Skye Amiel Blakely (born February 4, 2005) is an American artistic gymnast.  She was a member of the teams who won gold at the 2022 World Championships, silver at the 2022 Pan American Championships, and bronze at the inaugural Junior World Championships.  She is the younger sister of gymnast Sloane Blakely.

Early life 
Blakely was born to  Steven and Stephanie Blakely in 2005 in Dallas, Texas and has one sibling.

Gymnastics career

Junior Elite

2018 
In early 2018 Blakely competed at the Buckeye National Qualifier and the WOGA Classic, where she placed sixth in the all-around.  She later competed at International Gymnix where she placed fifteenth in the all-around and fifth on uneven bars.  In early July, she competed at the American Classic where she placed third in the all-around behind Kayla DiCello and Konnor McClain.  Later that month she competed at the 2018 U.S. Classic where she placed sixth in the all-around and third on vault.  In August Blakely competed at the 2018 U.S. National Gymnastics Championships.  She finished in fourth place in the all-around behind Leanne Wong, DiCello, and Sunisa Lee and won silver on floor exercise and bronze on vault.  As a result she was added to the national team for the first time.

> _Supplied data_
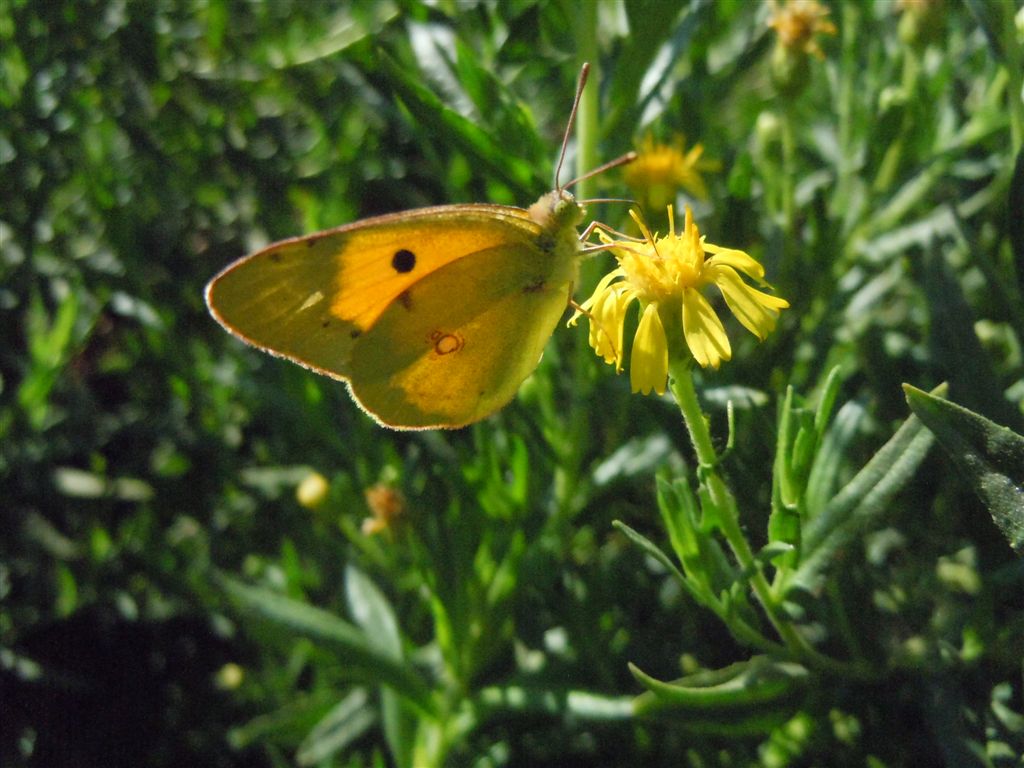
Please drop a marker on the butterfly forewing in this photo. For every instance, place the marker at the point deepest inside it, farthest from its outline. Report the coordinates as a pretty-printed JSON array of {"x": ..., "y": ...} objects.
[{"x": 309, "y": 299}]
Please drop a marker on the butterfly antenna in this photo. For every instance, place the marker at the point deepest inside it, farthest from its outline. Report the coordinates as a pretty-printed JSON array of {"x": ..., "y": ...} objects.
[
  {"x": 622, "y": 160},
  {"x": 584, "y": 72}
]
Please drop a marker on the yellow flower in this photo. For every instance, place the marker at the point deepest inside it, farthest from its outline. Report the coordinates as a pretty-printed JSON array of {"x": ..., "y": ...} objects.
[
  {"x": 798, "y": 23},
  {"x": 662, "y": 169},
  {"x": 386, "y": 504},
  {"x": 667, "y": 275}
]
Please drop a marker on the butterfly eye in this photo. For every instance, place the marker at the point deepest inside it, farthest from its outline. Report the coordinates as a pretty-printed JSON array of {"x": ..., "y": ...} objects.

> _Requests_
• 1. Write out the passage of the gymnast article starting at "Gymnastics career" and ending at "the first time.", word for word.
• 2. Reproduce word for word all the records that come after the gymnast article, leaving the pictures out.

> _Problem solutions_
• 1.
Gymnastics career

Junior Elite

2018 
In early 2018 Blakely competed at the Buckeye National Qualifier and the WOGA Classic, where she placed sixth in the all-around.  She later competed at International Gymnix where she placed fifteenth in the all-around and fifth on uneven bars.  In early July, she competed at the American Classic where she placed third in the all-around behind Kayla DiCello and Konnor McClain.  Later that month she competed at the 2018 U.S. Classic where she placed sixth in the all-around and third on vault.  In August Blakely competed at the 2018 U.S. National Gymnastics Championships.  She finished in fourth place in the all-around behind Leanne Wong, DiCello, and Sunisa Lee and won silver on floor exercise and bronze on vault.  As a result she was added to the national team for the first time.

• 2.
Please drop a marker on the butterfly forewing in this photo. For every instance, place the marker at the point deepest inside it, farthest from its outline. Report the coordinates as a pretty-printed JSON array of {"x": ..., "y": ...} objects.
[{"x": 309, "y": 299}]
Please drop a marker on the butterfly antenna in this photo. For every instance, place the marker at the point deepest inside it, farthest from its outline. Report the coordinates as a pretty-printed JSON array of {"x": ..., "y": ...} objects.
[
  {"x": 622, "y": 160},
  {"x": 584, "y": 72}
]
Please drop a marker on the yellow flower in this photo. For every instance, place the marker at the point deepest inside it, farthest from its outline. Report the coordinates as a pretty-printed JSON array of {"x": ..., "y": ...} objects.
[
  {"x": 798, "y": 23},
  {"x": 662, "y": 169},
  {"x": 386, "y": 504},
  {"x": 667, "y": 275}
]
Please drop a marker on the butterfly eye in this photo. For every instance, place the marker at the point deepest inside it, farthest from its outline. Report the coordinates as a pretty-printed JSON array of {"x": ..., "y": ...} objects.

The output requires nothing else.